TASK TO COMPLETE — For each line below that contains the word "When", make a copy.

DATA TO PROCESS —
****************************************

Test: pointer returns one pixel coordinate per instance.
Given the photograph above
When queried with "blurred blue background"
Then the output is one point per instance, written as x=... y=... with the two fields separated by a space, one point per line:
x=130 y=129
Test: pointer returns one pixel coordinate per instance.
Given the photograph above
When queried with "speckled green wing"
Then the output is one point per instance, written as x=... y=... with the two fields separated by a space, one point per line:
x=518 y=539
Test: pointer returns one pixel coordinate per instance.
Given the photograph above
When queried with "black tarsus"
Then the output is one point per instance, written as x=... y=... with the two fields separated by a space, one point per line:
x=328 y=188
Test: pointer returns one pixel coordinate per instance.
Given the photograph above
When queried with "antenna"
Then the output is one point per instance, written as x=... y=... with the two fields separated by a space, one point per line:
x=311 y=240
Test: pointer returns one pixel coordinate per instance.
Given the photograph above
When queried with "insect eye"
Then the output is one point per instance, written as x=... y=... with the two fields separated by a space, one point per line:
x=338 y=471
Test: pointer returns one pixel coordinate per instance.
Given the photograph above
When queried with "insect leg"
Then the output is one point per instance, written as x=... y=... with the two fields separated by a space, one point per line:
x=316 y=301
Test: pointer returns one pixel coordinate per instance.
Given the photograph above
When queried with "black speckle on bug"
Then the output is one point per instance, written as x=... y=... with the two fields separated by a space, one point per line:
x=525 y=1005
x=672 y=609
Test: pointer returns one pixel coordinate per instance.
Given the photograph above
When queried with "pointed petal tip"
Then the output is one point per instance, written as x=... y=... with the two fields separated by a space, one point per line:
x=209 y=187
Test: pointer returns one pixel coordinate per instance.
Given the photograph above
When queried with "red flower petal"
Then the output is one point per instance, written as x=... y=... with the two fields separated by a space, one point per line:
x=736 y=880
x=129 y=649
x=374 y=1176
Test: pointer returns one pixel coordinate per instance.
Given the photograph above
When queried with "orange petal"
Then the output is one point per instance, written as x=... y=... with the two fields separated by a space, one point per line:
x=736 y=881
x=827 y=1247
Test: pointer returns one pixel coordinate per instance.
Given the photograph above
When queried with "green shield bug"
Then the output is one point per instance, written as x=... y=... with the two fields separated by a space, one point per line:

****************************************

RESULT —
When queried with "blurred blue background"
When queried with "speckled green wing"
When queried with "black tarsus"
When queried with "antenna"
When queried with "insect eye"
When queried with "insect leg"
When queried with "black speckle on bug"
When queried with "pointed petal tip"
When queried with "red flower petal"
When queried with "orange petal"
When queried with "green shield bug"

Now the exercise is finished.